_Отрывок для чтения_.
----
В заключение, следует подчеркнуть очевидный исторический факт: всякий раз, когда в человеке ослабевала вера в реальное присутствие Христа в Евхаристии, слабел и истощался страх Божий, слабела и исчезала ревность о добродетельной жизни, пропадал дух покаяния и жертвенной любви, т. е. дух подвижничества и аскезы. Недостаток веры в реальное присутствие Христа, в Его богочеловеческий подвиг, неминуемо влечет за собой ослабление нравственной ответственности людей, по причине потери критерия человеческого поведения. От нравственного примера, от его возвышенности или его низости, зависит возвышенность или низость самой жизни; размытость критериев морали, нравственности и подвига, размывает и уничтожает саму нравственность. Потеря критерия или его искажение, приводит к потере способности различия нравственности и безнравственности, добра и зла, добродетели и греха.
----
_Исходные данные_.
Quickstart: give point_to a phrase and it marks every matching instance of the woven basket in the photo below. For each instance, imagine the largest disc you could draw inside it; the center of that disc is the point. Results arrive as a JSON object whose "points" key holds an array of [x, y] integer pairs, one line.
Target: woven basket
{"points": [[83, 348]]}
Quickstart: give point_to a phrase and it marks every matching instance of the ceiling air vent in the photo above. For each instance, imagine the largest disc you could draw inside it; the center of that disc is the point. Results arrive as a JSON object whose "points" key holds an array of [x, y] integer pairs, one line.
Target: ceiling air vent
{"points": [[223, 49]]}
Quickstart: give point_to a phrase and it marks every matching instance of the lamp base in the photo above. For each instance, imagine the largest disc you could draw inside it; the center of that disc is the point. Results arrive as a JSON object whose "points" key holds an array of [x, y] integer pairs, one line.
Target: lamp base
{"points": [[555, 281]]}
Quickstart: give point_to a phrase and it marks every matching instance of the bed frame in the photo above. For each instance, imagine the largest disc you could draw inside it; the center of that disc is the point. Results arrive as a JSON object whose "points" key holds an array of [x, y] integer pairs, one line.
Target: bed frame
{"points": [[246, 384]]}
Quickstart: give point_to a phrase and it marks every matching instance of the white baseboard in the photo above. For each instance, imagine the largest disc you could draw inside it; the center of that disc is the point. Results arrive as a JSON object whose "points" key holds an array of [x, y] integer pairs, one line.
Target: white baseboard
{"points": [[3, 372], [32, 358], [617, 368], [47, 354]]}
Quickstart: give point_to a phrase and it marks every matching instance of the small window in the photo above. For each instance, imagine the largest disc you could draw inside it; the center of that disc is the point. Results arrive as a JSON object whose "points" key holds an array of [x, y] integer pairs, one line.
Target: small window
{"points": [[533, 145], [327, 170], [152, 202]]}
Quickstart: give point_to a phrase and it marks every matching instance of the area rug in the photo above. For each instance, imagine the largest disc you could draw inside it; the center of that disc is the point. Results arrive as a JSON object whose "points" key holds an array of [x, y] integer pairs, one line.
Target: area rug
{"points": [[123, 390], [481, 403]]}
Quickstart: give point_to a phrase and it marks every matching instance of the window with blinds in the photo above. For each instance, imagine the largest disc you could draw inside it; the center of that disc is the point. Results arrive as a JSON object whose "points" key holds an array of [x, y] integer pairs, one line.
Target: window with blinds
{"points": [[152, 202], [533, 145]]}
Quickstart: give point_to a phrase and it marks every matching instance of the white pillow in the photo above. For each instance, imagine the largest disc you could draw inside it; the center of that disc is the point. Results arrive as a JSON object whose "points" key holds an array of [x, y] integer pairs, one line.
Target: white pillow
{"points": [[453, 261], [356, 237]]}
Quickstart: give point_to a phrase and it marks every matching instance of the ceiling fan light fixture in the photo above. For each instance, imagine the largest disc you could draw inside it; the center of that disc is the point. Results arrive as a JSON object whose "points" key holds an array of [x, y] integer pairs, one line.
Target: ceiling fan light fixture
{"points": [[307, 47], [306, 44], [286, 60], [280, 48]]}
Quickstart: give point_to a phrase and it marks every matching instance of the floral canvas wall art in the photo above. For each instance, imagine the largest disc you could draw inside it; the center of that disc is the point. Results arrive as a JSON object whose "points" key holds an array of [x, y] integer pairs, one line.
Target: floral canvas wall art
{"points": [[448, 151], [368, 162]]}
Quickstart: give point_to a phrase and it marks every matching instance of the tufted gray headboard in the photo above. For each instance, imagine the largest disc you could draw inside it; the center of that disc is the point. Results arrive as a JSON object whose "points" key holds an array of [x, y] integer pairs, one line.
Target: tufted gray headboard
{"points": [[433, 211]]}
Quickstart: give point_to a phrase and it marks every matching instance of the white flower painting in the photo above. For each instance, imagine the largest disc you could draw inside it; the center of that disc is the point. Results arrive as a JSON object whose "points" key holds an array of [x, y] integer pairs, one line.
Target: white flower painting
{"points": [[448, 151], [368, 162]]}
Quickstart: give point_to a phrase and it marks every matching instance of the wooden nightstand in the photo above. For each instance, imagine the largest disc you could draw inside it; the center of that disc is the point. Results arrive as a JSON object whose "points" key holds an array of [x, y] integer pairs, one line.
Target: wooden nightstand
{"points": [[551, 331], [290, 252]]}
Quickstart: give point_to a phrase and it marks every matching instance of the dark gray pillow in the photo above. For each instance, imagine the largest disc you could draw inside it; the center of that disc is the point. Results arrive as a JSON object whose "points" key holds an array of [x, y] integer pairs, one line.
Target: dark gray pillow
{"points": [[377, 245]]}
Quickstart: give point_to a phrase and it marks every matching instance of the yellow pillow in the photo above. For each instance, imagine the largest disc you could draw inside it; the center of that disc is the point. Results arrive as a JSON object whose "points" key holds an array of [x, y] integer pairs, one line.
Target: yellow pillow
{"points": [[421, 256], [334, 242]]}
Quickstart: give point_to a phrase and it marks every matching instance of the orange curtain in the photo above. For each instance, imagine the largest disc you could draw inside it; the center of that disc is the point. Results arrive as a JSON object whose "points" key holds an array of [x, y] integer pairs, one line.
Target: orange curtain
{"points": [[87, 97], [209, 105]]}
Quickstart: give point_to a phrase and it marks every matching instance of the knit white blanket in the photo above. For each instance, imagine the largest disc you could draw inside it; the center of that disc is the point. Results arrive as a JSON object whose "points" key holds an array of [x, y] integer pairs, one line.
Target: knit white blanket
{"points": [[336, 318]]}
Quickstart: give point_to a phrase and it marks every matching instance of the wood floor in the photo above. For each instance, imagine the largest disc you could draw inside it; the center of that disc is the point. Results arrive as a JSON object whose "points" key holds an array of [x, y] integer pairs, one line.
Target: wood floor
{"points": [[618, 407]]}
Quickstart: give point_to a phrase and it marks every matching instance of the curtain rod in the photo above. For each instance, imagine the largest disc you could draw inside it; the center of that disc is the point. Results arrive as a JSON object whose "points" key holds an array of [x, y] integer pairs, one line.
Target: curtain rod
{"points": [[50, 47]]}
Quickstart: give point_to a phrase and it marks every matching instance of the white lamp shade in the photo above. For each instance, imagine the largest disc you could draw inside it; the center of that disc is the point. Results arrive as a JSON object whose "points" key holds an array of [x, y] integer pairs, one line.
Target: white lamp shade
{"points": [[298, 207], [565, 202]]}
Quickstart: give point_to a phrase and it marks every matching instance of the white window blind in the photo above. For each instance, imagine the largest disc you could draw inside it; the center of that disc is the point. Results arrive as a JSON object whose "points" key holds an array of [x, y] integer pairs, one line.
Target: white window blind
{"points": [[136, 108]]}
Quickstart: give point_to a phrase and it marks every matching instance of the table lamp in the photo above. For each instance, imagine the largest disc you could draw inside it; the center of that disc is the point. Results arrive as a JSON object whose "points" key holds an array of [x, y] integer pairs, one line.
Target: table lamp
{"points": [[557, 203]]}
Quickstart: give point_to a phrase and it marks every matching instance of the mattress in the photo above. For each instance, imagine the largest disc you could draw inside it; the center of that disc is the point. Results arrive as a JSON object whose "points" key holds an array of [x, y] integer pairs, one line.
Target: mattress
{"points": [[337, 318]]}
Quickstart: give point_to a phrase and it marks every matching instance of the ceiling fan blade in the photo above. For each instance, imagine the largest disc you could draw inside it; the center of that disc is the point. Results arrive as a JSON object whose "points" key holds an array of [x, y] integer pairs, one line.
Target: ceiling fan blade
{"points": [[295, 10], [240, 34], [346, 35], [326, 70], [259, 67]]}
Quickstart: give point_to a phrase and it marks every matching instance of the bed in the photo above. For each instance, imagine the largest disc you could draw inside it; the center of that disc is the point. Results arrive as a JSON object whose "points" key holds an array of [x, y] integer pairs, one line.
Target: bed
----
_Задание_.
Напишите продолжение отрывка о вере в реальное присутствие Христа в Евхаристии, начиная сразу после его последнего предложения.

_Ответ_.
Не случайно, поэтому, что епископ, подавая новорукоположенному священнику Тело Христово, как «Залог жизни», предостерегает его страшными словами, что Господь спросит с него этот «Залог» на Страшном Суде; через Залог передавая ему и всю Церковь. Потому что там, где нет этого Залога, Церковь постепенно обмирщается, богочеловеческая полнота жертвенной любви, теряет свою глубину и заменяется, так называемым, «социальным» христианством. Любовь и блага такого христианства практически ничем не отличаются от любви внехристианской, и до известной степени, она может удовлетворить некоторые человеческие потребности, но она бессильна осмыслить и исцелить весь трагизм человеческого исторического существования.

Радостная встреча Бога и человека, человека с человеком, не может произойти на таком поверхностном уровне, она возможна только в глубине освященного и преображенного,освобожденного от всякого мрака, существа. Она неосущствима без евангельски–литургического личного покаяния, преображения и борьбы со страстями.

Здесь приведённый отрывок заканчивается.